Records from a data source
========

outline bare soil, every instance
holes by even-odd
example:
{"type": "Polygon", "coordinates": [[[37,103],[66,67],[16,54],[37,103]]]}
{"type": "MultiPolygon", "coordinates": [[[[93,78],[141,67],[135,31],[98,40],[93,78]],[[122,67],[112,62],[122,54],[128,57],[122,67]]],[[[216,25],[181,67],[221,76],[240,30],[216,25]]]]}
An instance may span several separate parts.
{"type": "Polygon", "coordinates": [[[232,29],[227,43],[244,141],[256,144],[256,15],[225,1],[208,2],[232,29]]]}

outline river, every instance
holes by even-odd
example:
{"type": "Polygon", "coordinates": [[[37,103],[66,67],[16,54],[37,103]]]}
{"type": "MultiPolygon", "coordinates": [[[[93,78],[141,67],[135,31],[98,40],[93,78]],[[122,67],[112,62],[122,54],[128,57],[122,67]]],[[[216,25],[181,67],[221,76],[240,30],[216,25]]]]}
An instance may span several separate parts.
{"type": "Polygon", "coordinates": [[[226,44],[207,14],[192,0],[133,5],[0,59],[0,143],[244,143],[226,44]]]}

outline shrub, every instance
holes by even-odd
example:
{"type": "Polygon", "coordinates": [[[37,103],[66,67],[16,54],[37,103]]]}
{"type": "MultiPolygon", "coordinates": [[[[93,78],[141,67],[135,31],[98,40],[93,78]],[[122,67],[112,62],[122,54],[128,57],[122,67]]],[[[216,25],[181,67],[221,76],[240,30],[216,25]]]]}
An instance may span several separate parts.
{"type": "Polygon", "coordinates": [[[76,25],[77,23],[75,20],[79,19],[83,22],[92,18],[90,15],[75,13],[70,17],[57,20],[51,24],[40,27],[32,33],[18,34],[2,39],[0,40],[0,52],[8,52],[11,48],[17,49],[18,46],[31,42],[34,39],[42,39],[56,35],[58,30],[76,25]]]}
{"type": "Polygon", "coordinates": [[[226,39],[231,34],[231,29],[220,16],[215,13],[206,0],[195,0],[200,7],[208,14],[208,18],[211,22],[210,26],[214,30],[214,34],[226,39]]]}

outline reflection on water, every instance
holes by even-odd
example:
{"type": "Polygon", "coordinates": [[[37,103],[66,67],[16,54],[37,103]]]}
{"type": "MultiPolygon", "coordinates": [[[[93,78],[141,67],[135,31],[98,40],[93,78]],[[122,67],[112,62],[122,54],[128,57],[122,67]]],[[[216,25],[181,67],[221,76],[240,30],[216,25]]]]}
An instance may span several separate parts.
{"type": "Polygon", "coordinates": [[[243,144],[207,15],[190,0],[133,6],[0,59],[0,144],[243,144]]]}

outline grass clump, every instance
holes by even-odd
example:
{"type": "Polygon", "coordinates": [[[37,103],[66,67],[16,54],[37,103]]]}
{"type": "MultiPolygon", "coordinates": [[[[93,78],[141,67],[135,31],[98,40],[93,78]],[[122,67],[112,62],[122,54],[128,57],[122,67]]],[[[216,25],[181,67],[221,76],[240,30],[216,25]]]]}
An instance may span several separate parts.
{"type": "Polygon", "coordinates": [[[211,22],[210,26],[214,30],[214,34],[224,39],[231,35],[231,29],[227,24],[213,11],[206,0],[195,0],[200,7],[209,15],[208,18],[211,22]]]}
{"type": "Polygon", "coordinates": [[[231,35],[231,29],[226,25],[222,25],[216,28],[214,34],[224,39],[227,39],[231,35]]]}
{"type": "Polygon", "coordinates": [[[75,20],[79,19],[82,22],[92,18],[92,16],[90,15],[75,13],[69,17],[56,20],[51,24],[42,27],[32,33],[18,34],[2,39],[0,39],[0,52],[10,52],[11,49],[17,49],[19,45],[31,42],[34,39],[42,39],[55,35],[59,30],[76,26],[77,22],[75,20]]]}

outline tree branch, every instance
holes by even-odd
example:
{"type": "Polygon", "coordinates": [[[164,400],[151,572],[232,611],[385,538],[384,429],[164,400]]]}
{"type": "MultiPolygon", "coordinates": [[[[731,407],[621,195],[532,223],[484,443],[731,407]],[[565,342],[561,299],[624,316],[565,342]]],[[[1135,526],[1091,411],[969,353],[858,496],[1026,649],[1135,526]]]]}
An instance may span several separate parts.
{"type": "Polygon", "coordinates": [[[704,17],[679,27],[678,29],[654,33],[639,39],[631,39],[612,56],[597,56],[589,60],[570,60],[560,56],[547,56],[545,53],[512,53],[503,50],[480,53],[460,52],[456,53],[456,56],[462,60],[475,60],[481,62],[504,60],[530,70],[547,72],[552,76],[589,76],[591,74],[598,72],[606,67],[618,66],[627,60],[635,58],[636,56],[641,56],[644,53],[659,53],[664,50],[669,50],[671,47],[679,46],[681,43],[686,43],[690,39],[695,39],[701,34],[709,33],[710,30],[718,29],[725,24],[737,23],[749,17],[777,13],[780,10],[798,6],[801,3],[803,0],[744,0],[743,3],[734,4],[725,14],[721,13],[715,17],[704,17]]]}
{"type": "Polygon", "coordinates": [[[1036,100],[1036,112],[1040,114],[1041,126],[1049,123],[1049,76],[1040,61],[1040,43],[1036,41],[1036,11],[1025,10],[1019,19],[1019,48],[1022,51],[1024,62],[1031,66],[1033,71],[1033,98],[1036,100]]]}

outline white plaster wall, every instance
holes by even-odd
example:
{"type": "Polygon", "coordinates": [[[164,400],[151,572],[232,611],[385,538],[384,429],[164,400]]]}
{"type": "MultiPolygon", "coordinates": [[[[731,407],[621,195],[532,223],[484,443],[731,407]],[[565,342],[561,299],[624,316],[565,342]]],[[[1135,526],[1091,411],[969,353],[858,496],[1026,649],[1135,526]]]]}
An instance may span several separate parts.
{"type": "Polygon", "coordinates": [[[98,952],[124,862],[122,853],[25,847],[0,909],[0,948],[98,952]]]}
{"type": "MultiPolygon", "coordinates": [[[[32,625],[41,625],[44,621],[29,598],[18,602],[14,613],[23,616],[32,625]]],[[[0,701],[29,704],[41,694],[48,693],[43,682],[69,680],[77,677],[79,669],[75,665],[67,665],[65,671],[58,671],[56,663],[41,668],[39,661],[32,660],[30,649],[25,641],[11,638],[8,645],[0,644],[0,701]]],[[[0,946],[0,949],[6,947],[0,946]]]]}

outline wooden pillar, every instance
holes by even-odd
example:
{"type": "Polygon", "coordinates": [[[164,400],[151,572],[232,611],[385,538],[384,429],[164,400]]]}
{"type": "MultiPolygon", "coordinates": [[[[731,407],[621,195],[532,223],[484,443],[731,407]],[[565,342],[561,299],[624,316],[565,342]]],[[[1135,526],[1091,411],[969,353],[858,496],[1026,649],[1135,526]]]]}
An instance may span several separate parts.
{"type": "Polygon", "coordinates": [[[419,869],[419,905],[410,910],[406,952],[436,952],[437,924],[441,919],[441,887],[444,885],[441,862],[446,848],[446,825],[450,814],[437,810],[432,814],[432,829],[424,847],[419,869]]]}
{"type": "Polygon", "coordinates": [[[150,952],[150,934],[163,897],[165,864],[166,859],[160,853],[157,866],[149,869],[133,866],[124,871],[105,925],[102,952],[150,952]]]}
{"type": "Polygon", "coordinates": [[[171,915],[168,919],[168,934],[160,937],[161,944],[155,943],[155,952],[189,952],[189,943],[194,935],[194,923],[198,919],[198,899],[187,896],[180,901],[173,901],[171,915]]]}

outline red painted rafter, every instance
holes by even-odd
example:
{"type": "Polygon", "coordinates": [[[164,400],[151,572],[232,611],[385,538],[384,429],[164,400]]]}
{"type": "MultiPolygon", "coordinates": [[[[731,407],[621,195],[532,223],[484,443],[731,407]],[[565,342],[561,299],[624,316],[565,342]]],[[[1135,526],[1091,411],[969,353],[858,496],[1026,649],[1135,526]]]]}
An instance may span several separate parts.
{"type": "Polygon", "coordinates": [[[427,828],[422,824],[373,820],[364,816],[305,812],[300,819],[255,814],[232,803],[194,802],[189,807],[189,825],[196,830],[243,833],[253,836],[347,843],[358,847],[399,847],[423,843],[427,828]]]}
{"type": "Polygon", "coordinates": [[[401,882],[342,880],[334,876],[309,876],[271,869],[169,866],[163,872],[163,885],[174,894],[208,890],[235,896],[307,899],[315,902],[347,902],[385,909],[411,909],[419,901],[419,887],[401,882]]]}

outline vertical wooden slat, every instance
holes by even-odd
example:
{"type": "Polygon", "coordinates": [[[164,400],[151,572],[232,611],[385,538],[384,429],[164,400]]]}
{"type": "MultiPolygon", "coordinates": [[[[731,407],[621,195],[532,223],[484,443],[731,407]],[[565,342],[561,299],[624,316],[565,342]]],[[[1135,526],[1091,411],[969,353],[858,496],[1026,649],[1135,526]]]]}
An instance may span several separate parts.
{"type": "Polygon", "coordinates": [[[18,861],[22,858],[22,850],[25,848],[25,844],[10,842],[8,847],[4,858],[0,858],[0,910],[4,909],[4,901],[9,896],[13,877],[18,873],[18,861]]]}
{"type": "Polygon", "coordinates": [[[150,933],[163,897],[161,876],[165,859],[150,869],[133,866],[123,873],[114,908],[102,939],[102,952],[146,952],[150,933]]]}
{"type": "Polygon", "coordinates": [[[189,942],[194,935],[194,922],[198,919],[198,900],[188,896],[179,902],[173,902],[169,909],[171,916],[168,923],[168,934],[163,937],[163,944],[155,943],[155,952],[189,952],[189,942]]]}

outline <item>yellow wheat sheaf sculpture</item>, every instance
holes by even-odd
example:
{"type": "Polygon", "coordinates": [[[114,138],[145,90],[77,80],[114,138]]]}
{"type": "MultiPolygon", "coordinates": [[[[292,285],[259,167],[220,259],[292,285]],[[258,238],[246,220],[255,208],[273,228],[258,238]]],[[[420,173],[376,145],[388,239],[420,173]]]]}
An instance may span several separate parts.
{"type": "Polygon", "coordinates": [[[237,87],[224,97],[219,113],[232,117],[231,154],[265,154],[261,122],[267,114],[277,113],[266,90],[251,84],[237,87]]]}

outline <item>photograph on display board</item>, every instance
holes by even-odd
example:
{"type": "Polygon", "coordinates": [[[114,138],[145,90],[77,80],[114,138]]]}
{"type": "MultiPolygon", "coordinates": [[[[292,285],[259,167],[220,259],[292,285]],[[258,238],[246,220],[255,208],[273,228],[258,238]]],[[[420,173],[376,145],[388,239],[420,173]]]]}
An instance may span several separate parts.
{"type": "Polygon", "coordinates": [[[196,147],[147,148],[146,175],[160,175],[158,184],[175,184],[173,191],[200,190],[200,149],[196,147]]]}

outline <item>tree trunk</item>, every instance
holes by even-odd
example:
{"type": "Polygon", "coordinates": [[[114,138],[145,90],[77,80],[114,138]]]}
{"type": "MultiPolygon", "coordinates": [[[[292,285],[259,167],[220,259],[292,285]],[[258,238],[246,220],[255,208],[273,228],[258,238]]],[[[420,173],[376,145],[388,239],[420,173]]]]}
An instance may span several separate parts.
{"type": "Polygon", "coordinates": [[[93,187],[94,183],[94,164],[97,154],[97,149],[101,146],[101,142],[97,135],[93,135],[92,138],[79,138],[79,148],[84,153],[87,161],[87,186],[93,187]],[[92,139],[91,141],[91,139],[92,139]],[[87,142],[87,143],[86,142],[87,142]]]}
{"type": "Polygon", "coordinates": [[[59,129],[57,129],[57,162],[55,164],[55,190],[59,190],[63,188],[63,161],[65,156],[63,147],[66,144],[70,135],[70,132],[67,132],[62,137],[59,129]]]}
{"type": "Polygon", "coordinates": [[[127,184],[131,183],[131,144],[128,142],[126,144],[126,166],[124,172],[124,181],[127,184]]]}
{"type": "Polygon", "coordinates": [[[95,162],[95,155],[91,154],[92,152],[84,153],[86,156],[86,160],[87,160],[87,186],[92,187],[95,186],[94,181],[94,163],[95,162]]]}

========

Problem details: Take the line that contains "outline <item>tree trunk</item>, every" and every line after it through the end of the listing above, and repeat them exactly.

Reply to the exercise:
outline <item>tree trunk</item>, every instance
holes by even-odd
example:
{"type": "Polygon", "coordinates": [[[114,138],[145,90],[77,80],[114,138]]]}
{"type": "MultiPolygon", "coordinates": [[[[292,285],[259,167],[220,259],[292,285]],[[258,238],[246,220],[255,208],[273,228],[258,238]]],[[[420,173],[376,145],[388,239],[420,173]]]]}
An instance may span several separate parts.
{"type": "Polygon", "coordinates": [[[93,187],[94,183],[94,164],[97,154],[97,149],[101,146],[101,142],[97,135],[93,135],[92,138],[79,138],[79,148],[84,153],[87,161],[87,186],[93,187]],[[92,139],[91,141],[91,139],[92,139]],[[87,142],[87,143],[86,142],[87,142]]]}
{"type": "Polygon", "coordinates": [[[59,129],[57,129],[57,162],[55,164],[55,190],[59,190],[63,188],[63,161],[65,156],[63,147],[66,144],[70,135],[70,132],[67,132],[62,137],[59,129]]]}
{"type": "Polygon", "coordinates": [[[127,184],[131,183],[131,144],[128,142],[126,144],[126,166],[124,172],[124,181],[127,184]]]}
{"type": "Polygon", "coordinates": [[[95,162],[95,155],[91,154],[92,152],[84,153],[86,156],[86,160],[87,160],[87,186],[92,187],[95,186],[94,181],[94,163],[95,162]]]}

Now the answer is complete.